Rewrite the lines from the first one through the line with "top-left (0, 235), bottom-right (1344, 896)", changing "Respond" to "Reply" and keeping everything else the same.
** Start **
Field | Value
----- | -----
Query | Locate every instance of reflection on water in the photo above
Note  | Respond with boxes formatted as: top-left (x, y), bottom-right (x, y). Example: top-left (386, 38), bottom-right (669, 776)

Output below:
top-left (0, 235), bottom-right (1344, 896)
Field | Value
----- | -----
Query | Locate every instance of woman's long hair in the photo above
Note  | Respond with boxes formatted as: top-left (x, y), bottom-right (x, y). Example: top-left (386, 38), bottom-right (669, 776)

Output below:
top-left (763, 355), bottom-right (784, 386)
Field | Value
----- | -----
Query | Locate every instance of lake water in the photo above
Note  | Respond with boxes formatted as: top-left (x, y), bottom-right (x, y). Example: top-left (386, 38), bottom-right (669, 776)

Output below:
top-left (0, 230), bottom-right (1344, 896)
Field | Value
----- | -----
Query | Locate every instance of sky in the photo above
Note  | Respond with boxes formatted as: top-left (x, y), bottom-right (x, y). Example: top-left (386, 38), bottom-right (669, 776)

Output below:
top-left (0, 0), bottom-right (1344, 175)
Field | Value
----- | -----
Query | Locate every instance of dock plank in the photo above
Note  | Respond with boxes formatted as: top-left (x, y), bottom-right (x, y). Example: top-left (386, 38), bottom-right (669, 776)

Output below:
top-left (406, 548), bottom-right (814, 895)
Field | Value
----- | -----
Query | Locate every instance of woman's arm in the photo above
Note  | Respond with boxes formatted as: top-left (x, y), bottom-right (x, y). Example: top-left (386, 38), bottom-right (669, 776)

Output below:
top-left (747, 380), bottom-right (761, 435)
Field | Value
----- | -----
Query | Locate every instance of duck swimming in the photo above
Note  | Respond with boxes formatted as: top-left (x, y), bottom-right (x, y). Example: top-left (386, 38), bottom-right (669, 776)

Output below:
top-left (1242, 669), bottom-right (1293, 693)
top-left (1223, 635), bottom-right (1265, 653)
** End **
- COMPLETED TASK:
Field | Value
----- | -----
Query | Locate every instance of reflection on water in the photo above
Note  | Reply with boxes formatted as: top-left (x, y), bottom-right (x, y). Example: top-left (386, 38), bottom-right (669, 776)

Output below:
top-left (0, 235), bottom-right (1344, 896)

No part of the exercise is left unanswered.